Exercise objective ▸ Reproduce the material below line for line, with no changes.

The data ▸

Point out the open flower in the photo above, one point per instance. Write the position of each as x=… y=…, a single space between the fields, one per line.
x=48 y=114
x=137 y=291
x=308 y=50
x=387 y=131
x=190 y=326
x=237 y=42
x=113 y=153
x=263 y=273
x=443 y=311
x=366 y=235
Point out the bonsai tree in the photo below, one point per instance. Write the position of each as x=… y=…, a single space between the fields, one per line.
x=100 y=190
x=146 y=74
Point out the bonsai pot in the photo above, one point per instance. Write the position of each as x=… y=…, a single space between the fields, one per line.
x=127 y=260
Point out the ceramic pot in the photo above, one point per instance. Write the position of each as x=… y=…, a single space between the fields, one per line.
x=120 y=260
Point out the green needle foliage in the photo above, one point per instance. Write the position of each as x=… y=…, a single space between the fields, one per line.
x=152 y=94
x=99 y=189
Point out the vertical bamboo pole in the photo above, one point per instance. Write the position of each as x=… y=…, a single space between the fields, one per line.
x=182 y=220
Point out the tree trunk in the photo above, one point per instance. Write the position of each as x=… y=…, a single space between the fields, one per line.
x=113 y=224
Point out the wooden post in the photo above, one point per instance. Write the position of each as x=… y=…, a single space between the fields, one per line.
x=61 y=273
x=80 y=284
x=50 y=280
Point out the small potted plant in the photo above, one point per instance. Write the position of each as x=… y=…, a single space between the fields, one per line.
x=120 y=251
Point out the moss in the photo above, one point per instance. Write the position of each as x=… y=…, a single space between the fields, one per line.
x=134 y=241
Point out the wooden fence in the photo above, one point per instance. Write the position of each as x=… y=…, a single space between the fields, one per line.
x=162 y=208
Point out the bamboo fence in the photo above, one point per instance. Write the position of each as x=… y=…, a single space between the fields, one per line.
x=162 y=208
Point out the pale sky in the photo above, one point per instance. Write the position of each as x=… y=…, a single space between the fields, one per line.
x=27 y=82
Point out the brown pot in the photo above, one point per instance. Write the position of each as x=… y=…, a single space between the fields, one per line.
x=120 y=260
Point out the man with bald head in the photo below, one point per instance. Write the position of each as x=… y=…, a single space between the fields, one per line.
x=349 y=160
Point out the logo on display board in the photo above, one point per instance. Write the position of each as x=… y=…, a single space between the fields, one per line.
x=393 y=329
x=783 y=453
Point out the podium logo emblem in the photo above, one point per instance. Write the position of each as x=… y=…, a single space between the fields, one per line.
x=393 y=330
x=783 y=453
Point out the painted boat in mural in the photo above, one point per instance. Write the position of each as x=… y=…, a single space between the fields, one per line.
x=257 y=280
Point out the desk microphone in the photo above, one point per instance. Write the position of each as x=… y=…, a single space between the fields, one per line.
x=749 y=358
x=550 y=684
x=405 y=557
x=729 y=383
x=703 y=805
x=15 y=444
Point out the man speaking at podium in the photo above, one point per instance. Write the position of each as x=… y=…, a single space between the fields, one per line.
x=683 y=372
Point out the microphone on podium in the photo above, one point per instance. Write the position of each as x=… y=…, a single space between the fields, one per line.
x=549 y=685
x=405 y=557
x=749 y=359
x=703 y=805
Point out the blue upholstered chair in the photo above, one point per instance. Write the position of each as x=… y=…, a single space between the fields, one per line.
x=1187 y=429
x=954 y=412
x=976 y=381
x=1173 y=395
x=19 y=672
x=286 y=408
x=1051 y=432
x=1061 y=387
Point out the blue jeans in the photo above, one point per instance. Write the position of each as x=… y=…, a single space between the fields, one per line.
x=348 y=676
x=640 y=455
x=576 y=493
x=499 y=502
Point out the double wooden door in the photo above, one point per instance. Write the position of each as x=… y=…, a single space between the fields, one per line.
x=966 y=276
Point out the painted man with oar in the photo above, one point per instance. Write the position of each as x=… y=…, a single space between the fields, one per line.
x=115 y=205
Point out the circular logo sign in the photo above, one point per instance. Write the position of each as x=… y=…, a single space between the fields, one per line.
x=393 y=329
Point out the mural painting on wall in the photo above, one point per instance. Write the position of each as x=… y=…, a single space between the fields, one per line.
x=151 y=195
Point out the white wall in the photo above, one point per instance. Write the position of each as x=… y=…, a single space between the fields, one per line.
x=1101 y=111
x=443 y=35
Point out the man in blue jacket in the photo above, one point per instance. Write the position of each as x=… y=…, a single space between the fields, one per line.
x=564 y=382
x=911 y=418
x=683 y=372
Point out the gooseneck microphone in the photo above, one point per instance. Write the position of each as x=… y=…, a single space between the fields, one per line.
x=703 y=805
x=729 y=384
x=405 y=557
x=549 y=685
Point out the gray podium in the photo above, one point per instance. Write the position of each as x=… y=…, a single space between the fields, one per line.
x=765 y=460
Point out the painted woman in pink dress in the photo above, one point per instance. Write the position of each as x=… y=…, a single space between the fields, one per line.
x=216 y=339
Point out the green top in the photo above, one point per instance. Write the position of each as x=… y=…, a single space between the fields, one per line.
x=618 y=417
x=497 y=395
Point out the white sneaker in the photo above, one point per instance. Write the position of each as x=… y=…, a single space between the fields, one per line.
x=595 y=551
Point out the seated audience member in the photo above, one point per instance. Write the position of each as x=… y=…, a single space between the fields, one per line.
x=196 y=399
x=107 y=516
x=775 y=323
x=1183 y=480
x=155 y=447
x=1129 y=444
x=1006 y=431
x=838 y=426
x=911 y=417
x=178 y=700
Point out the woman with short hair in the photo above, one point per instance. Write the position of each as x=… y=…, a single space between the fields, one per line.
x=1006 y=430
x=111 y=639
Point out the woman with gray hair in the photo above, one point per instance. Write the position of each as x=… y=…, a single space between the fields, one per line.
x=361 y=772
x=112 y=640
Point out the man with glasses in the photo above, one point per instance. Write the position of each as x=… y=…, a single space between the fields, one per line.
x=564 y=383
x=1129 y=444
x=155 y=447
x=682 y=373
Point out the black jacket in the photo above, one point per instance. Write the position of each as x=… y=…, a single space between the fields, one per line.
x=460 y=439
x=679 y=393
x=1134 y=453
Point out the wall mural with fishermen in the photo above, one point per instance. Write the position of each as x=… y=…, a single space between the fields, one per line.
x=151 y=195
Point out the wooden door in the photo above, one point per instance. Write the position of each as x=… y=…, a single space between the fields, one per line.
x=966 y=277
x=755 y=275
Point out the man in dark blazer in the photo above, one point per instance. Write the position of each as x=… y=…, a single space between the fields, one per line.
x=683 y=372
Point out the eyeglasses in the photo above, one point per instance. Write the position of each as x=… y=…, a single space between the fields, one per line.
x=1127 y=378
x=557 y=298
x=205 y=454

Solution to this problem ▸
Point out the open flower in the photo above, one point per instance. Write the position of each as x=… y=…, a single space between the fields, one per line.
x=48 y=114
x=137 y=291
x=308 y=50
x=387 y=131
x=190 y=326
x=237 y=42
x=113 y=153
x=263 y=273
x=443 y=311
x=366 y=235
Point out the bonsai tree in the photo below, one point per instance. Write the position of each as x=… y=…, a single space between the fields, one per line.
x=100 y=190
x=146 y=74
Point out the bonsai pot in the photo above, one point per instance. Write the position of each as x=… y=…, a single space between the fields, one per line.
x=127 y=260
Point out the ceramic pot in the photo above, one point per instance. Write the position of each as x=… y=…, a single space between the fields, one per line.
x=120 y=260
Point out the green needle foliage in the photo above, one point per instance. Write the position of each as x=… y=…, a single space between the fields, one per line.
x=152 y=94
x=99 y=189
Point out the vertical bamboo pole in the photo above, one point per instance. Write the position of each as x=… y=…, a single space between the fields, one per line.
x=182 y=220
Point out the tree trunk in the photo above, one point per instance. Write the position of each as x=… y=…, a single space between the fields, one per line.
x=113 y=224
Point out the wooden post in the photo above, one point per instance. Write the position of each as x=… y=…, a single space between the fields, one per line.
x=61 y=273
x=80 y=284
x=50 y=280
Point out the small potted plant in the photo above, one point per instance. Write the position of each as x=… y=…, a single space between the fields, one per line.
x=120 y=251
Point out the moss in the photo above, one point per instance. Write the position of each as x=… y=…, a single space between the fields, one per line.
x=134 y=241
Point out the wooden fence in the photo above, one point per instance. Write the position of each as x=… y=…, a single space between the fields, one per line.
x=162 y=208
Point out the bamboo fence in the photo above, one point per instance. Write the position of each as x=… y=…, a single space between the fields, one per line.
x=162 y=208
Point out the pale sky in the photo above, one point per instance. Write the position of each as x=… y=…, a single space between the fields, one per line.
x=27 y=82
Point out the brown pot in the photo above, one point per instance. Write the position of each as x=… y=…, a single space between the fields, one per line.
x=120 y=260
Point out the man with bald head in the photo below, one point per instance. Write the position of each as x=… y=…, a single space between the fields, one per line.
x=349 y=160
Point out the logo on display board in the photo above, one point per instance. Write the position of each as x=… y=…, a single space between the fields, one per line.
x=393 y=329
x=783 y=453
Point out the podium logo emblem in the photo above, one point per instance. Write the position of each as x=… y=…, a single space between the fields, one per line.
x=393 y=330
x=783 y=453
Point out the painted boat in mural in the photo above, one point per instance. Write the position of each as x=… y=…, a single space between the fields, one per line.
x=257 y=280
Point out the desk microphone in the photo above, one point per instance. Write the position of each as x=… y=…, a single space between the fields, one per line.
x=749 y=358
x=550 y=684
x=405 y=557
x=729 y=383
x=703 y=805
x=15 y=444
Point out the man speaking at podium in the photo above, one point per instance. Write the position of each as x=… y=…, a single space between the fields, one per line.
x=683 y=372
Point out the microphone on podium in the photo above, one point per instance. Write the position of each as x=… y=…, a single space between the fields, one per line.
x=549 y=685
x=405 y=557
x=749 y=359
x=703 y=805
Point out the blue upholstered chair in the photo above, one point per instance. Write the position of each as x=… y=…, a single space between the fields, one per line.
x=1187 y=429
x=954 y=412
x=976 y=381
x=1173 y=395
x=19 y=672
x=286 y=408
x=1051 y=432
x=1061 y=387
Point out the blue jeans in the photo above, one point per instance. Write the position of each as x=… y=…, a single space between the fields, one per line.
x=348 y=676
x=640 y=455
x=576 y=493
x=499 y=502
Point out the double wooden door in the photo above, one point per instance. Write the position of each as x=… y=…, a single space between the fields, one per line.
x=966 y=276
Point out the painted man with oar in the photo above, one point per instance. Write the position of each as x=… y=…, a single space between the fields, one per line.
x=115 y=205
Point out the circular logo sign in the photo above, one point per instance. Write the position of each as x=… y=…, a single space between the fields, one per line.
x=393 y=329
Point out the mural painting on wall in the photo above, one point per instance. Write the position of each as x=… y=…, a single space between the fields, one per line.
x=151 y=195
Point out the white wall in the photo above, one point per instance. Write the position of each as x=… y=…, a single space between the fields, one per line.
x=1101 y=111
x=443 y=35
Point out the man in blue jacket in the photo above, one point per instance. Write the position of each as x=… y=…, a single space between the fields, one per line.
x=564 y=382
x=911 y=418
x=683 y=372
Point out the gooseneck microphone in the photo above, one point per instance. Write the position of each as x=… y=…, a single space between the fields, one per line.
x=703 y=805
x=729 y=384
x=405 y=557
x=549 y=685
Point out the gray podium in the photo above, one point per instance. Write the position of each as x=… y=…, a single space between the fields, one per line.
x=765 y=460
Point out the painted woman in pink dress in the photo above, one point per instance. Write the position of each as x=… y=…, a single space between the fields, one per line.
x=216 y=339
Point out the green top in the photo above, one point per instance. Write the position of each as x=… y=…, a single space between the fields, one per line.
x=618 y=417
x=497 y=395
Point out the white sneaker in the photo above, one point per instance. Write the position of each as x=… y=…, a single space between the fields, one per line.
x=595 y=551
Point out the seated audience member in the photo above, one point per instance. Write the position of each as x=… y=…, a single space between the fields, one per line.
x=196 y=399
x=107 y=516
x=775 y=323
x=1183 y=480
x=155 y=447
x=1129 y=444
x=1006 y=431
x=838 y=426
x=911 y=417
x=178 y=700
Point out the woman with short hair in the photo above, one point per instance. Write the position of each as x=… y=…, a single space between the fields, one per line.
x=1006 y=430
x=111 y=639
Point out the woman with gray hair in the photo above, one point per instance. Write the position of each as x=… y=…, a single space between the fields, one per line.
x=361 y=772
x=112 y=640
Point out the man with glasses in the photo above, one point per instance. Write the position of each as x=… y=…, a single space between the fields, one per line.
x=564 y=383
x=1129 y=444
x=155 y=447
x=682 y=373
Point out the black jacket in the photo above, one point per instance. Write the position of each as x=… y=…, a single space between the fields, one per line.
x=460 y=439
x=679 y=393
x=1134 y=453
Point out the wall mural with fishermen in the photo above, one point per instance. Write the position of each as x=… y=…, a single space between the fields, one per line.
x=151 y=195
Point out the wooden door in the photo above, one point per instance. Write the position of each as x=… y=…, a single space between the fields, one per line.
x=966 y=277
x=755 y=275
Point out the man in dark blazer in the photo above, one point per instance. Write the position of each as x=… y=…, a single space between the fields, one per line.
x=683 y=372
Point out the eyeglasses in the photo above, one point per instance. Write the position of each as x=… y=…, a single space between the fields, one per line.
x=1127 y=378
x=557 y=298
x=205 y=454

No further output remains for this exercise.